== Data for this task
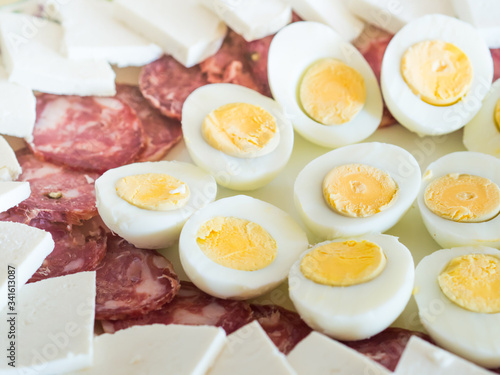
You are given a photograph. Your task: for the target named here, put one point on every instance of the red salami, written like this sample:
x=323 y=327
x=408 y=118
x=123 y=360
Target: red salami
====
■ **Task objective**: Reproduce the entries above verbatim, omitting the pictures.

■ **Correct answer**:
You are given a photograph. Your task: for the target named here, put one point on every instance of the red salami, written like this sample:
x=323 y=327
x=408 y=118
x=123 y=360
Target: red salami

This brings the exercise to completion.